Sunday, February 13, 2011

Valentine's Day, Every Day


            Tomorrow the world celebrates Valentine’s Day, a day which has over the years become a celebration of love, and, more specifically, of romantic love.  Now this poses something of a dilemma for the pastor, because we in the church have a long history of both celebrating love, and yet at the same time, trying to hold it at a distrustful distance. And yet, I take heart from a framed letter I found squirrelled away in a church closet here.

Here is the identification on the bottom of the frame: “The Famous Love Letter of Rev. Oakes Shaw our pastor from 1760 to 1807 to Mrs. Susanna Vanguard. She married him and lived in “Old Parsonage.”” The letter is dated April 3, 1774. it reads, in part,

            Mrs. Susa,

What shall I write about?  I can hear of no great matter of news worth the communicating to a Lady and I am so dull of invention that I know not how to make any; as to myself and family we are through divine goodness in health as I trust you are. I had the luck of foul weather to ride in the day after I left Braintree and indeed every visit since our acquaintance has been attended with a storm. I hope it will not always be so, nor do I look upon it as ominous Not as a prelude to what is bad. I trust to be well paid for it in an Agreeable Companion; each of my visits to you have been agreeable. The last was in a peculiar manner so.

- _Stated exercise 1_: Which years appear in the Valentine's Day post? List every one.

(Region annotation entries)
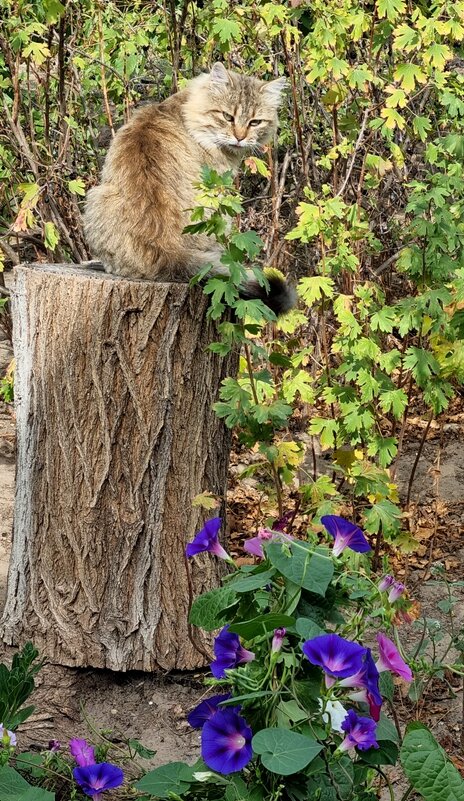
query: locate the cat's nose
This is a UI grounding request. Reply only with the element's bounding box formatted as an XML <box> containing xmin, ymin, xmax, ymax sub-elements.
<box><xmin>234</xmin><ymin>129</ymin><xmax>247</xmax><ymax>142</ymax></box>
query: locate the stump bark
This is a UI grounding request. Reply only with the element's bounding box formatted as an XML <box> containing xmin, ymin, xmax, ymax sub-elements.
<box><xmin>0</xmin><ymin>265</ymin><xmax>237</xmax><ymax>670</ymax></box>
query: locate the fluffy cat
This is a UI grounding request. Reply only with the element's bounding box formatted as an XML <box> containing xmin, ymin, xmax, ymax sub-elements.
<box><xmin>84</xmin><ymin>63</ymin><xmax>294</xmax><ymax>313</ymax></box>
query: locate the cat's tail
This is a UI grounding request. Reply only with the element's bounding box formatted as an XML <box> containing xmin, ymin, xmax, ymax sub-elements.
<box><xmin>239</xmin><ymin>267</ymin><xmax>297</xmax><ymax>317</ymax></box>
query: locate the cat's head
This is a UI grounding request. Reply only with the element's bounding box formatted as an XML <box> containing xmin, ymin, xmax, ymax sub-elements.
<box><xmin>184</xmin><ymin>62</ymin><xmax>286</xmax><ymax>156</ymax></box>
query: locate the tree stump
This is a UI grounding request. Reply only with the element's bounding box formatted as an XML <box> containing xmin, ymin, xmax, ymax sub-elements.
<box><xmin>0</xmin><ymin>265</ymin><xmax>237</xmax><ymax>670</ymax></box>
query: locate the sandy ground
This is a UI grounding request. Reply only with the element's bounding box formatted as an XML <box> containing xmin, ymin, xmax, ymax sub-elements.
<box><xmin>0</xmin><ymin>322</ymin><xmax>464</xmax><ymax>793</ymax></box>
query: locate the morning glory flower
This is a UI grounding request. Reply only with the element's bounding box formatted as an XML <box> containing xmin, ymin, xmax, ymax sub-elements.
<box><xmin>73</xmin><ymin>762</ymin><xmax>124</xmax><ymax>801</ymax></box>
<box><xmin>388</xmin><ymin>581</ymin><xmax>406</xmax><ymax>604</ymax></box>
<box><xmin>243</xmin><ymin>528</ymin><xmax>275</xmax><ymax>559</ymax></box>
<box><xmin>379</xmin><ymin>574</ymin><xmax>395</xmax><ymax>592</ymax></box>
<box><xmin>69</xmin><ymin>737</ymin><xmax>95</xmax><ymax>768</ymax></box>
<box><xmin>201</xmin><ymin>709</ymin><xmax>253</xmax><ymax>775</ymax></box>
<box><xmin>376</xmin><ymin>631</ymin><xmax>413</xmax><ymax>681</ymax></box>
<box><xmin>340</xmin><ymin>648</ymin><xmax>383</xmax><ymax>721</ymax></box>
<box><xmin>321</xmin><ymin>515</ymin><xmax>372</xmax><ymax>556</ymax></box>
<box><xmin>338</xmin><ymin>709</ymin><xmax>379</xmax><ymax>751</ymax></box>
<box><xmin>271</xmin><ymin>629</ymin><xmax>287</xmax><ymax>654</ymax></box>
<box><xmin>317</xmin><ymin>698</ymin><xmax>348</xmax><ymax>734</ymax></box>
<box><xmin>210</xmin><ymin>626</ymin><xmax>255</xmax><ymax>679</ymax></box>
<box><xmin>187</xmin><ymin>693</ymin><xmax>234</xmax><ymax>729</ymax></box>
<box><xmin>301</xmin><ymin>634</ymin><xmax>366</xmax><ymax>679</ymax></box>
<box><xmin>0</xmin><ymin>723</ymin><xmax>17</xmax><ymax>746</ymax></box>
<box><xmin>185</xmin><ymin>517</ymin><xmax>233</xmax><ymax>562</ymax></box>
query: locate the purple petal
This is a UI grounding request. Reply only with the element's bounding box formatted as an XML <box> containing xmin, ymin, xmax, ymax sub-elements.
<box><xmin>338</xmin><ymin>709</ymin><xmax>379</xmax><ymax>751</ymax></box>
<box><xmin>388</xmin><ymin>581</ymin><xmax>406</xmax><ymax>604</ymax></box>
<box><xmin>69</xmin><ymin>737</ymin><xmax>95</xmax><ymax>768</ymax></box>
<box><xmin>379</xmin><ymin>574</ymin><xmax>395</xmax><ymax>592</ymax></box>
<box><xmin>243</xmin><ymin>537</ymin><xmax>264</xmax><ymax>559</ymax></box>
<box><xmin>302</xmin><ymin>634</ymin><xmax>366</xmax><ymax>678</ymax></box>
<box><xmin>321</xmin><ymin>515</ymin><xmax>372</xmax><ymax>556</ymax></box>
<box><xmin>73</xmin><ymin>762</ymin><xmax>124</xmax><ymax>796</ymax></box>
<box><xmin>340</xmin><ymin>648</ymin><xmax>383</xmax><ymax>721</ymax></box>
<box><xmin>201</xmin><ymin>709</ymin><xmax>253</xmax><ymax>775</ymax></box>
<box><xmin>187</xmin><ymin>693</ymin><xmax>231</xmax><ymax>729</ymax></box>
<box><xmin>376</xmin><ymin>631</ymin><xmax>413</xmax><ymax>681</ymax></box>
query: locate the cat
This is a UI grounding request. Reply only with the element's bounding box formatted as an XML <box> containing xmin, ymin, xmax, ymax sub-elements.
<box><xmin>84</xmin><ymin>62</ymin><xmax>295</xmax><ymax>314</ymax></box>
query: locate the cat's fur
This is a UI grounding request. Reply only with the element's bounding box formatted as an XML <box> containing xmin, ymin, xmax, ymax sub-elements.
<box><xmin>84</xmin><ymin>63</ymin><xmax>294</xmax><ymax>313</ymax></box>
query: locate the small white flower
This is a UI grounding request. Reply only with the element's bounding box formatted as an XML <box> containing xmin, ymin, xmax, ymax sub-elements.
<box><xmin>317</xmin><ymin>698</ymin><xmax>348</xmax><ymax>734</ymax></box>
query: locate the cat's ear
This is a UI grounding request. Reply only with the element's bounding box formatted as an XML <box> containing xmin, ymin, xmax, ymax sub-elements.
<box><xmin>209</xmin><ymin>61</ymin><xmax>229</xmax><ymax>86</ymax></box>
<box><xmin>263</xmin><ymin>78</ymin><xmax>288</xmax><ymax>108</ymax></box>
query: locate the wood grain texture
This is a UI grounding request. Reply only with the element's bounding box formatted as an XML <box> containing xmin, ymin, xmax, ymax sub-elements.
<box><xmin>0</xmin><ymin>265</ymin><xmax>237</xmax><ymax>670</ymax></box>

--

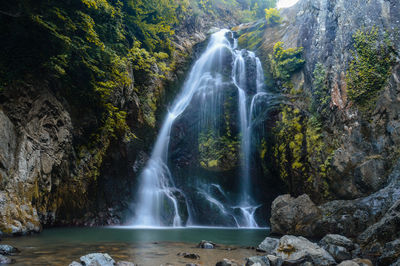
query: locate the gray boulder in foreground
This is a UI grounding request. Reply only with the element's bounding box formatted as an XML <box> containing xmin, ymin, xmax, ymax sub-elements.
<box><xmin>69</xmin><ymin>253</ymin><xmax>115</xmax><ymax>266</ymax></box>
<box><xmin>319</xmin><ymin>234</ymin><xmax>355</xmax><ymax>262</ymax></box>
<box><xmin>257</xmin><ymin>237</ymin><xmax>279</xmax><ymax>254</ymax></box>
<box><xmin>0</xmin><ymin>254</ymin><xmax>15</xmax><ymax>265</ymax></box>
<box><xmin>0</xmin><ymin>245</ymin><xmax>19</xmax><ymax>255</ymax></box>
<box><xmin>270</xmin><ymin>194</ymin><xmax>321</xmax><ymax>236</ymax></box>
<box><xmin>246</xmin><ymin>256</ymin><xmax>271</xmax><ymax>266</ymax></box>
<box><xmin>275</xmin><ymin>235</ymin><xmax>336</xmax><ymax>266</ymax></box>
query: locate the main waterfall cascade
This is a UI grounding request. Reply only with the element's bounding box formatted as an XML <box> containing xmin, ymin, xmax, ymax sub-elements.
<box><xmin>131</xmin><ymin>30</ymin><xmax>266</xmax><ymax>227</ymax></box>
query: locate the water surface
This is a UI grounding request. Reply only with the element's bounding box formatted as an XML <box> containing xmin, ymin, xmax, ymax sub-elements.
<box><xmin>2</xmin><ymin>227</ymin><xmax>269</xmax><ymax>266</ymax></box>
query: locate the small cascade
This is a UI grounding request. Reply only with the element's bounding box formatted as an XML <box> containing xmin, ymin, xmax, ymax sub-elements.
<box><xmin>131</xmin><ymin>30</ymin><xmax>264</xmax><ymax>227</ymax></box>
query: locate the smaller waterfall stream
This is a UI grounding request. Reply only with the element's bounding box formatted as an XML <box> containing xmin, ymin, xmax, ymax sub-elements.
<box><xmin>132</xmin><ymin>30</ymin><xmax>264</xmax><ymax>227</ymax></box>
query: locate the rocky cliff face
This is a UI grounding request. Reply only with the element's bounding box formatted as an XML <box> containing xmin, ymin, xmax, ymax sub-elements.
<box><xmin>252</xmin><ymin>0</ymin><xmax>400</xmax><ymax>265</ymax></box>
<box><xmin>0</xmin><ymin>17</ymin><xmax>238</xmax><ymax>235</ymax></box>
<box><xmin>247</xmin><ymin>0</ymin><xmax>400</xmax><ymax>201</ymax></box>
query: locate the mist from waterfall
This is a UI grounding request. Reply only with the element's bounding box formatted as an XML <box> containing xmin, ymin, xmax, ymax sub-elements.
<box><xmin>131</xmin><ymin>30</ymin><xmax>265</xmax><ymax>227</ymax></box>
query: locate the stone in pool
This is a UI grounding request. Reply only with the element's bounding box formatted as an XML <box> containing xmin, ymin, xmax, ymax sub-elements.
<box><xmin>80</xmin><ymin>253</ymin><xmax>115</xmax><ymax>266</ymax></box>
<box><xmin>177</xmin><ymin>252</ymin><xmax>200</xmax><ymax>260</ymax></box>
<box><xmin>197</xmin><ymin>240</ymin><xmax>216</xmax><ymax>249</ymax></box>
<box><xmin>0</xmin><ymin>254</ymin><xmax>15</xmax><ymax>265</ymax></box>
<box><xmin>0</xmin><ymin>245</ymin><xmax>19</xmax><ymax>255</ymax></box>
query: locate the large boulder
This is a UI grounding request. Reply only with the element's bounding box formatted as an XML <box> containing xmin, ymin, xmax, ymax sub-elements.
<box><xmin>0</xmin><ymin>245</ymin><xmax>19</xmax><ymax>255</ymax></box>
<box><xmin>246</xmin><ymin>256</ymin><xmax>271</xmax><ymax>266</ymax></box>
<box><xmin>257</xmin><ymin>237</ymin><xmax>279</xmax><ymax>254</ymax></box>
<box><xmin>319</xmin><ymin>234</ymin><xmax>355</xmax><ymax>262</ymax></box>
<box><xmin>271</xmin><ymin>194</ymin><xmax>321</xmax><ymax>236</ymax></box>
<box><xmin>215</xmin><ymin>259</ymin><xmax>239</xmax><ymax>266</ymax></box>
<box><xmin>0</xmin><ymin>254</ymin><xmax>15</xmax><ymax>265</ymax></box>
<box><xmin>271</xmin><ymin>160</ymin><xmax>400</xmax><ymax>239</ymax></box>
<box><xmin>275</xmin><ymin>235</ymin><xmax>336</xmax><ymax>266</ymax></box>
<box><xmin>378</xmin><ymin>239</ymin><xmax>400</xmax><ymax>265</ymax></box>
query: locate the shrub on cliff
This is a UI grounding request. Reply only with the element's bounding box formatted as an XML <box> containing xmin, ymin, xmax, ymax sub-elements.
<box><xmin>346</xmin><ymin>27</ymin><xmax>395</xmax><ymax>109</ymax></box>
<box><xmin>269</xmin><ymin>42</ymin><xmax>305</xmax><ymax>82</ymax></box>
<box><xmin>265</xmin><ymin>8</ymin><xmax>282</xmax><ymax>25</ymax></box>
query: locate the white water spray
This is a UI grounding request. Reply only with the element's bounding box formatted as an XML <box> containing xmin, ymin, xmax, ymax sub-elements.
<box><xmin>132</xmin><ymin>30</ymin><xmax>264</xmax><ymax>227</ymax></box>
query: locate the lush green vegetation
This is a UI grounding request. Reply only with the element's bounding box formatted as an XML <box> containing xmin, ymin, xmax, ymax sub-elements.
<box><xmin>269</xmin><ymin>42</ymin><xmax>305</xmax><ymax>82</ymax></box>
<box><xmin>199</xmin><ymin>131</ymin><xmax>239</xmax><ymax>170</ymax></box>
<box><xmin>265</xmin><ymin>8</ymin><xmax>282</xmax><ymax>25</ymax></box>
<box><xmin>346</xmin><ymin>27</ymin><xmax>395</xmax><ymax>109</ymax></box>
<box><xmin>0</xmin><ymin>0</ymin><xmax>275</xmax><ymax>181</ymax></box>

- _Stated exercise 2_: How many lines in the entries contain the string "white"? Give only the number.

- _Correct result 1_: 2011, 1760, 1807, 1774

- _Correct result 2_: 2